▼▼▼
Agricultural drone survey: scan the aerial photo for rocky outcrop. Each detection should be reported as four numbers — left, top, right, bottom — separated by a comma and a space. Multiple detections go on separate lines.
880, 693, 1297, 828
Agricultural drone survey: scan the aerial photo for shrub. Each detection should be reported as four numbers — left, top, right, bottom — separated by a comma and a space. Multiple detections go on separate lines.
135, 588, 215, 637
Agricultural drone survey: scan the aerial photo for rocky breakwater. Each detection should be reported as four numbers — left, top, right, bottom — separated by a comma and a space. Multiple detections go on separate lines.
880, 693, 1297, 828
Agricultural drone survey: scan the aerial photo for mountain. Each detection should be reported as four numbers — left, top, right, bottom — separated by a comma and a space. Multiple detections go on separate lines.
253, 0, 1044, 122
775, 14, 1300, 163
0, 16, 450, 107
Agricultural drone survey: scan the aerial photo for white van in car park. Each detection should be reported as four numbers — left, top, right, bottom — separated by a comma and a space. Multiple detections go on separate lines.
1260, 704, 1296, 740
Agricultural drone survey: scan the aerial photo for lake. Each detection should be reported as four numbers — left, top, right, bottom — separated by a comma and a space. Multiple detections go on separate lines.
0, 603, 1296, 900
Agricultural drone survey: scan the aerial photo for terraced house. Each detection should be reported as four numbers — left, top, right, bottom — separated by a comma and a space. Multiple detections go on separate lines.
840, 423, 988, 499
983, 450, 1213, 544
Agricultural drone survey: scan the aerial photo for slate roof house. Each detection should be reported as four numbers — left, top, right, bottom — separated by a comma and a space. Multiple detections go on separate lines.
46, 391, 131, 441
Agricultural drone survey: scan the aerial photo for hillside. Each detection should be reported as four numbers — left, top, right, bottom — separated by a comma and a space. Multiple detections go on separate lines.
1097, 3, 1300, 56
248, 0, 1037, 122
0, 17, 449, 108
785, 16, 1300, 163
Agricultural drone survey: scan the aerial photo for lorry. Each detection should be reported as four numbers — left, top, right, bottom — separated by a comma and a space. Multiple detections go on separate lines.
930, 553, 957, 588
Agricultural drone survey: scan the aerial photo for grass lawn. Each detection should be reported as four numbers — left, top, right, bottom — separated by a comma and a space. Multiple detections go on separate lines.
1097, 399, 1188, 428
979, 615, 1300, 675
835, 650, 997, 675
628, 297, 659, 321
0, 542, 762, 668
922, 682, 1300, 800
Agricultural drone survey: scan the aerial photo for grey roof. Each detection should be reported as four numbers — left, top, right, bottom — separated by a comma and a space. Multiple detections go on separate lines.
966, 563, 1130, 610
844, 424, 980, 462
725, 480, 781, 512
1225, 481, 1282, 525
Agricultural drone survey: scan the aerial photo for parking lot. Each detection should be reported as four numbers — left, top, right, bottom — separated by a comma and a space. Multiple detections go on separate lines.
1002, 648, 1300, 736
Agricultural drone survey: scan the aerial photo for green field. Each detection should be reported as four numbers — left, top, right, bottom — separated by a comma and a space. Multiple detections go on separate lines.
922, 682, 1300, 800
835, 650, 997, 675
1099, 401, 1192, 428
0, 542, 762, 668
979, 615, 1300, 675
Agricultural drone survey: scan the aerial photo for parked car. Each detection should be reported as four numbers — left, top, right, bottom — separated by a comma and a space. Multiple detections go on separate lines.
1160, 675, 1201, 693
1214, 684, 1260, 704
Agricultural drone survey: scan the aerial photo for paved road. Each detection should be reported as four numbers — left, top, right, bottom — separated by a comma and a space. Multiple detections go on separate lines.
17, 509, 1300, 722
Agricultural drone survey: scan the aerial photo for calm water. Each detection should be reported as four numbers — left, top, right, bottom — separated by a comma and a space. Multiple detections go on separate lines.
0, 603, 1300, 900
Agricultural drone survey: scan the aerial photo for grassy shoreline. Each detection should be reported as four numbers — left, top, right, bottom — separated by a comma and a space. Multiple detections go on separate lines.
▲▲▲
= Description of the task =
Reproduce the listing from the line with "for rocky breakwater." up to and including the line with "46, 391, 131, 441", changing "aerial photo" to "overhead image" and leaving everything else unchanged.

= Task result =
Agricultural drone survey: scan the overhead image for rocky breakwater. Each detection should be reported as four numbers — left, top, right, bottom — separated by a comma and a space. Multiple detections go on separate lines.
880, 693, 1297, 828
Agricultural drone survey: scan the overhead image for mountain. Each detection should be reported as four numbers — left, top, right, bottom — separated by a comma and a space. Multiple detections go on separate lines.
253, 0, 1044, 122
775, 14, 1300, 163
0, 16, 450, 107
Agricultural drone survey: scan the overhead image for white van in car park. Each detection should be reported as four numbers — left, top, right, bottom — separated by a comma and a space. Multiple detections go on separate lines.
1260, 704, 1296, 740
Agricultural drone survey: scan the overhead image for lake. Each detection should be reported as four numbers — left, top, right, bottom — separated by a comma and a space. Multiple detections go on separate lines.
0, 603, 1296, 900
Agricultural drone survey: scan the overhead image for terraced house. Each detection should be reported as four numbers — left, top, right, bottom — separated by a comma and a space. Multiple detections go on separate lines.
840, 423, 988, 499
983, 450, 1213, 544
Agricultural drone survey: scan the overhead image for slate roof house. Each detection should be reported as four numbers — left, top, right, bottom — separated by a comma and a space. Multiple detections go on separate lines.
46, 391, 131, 441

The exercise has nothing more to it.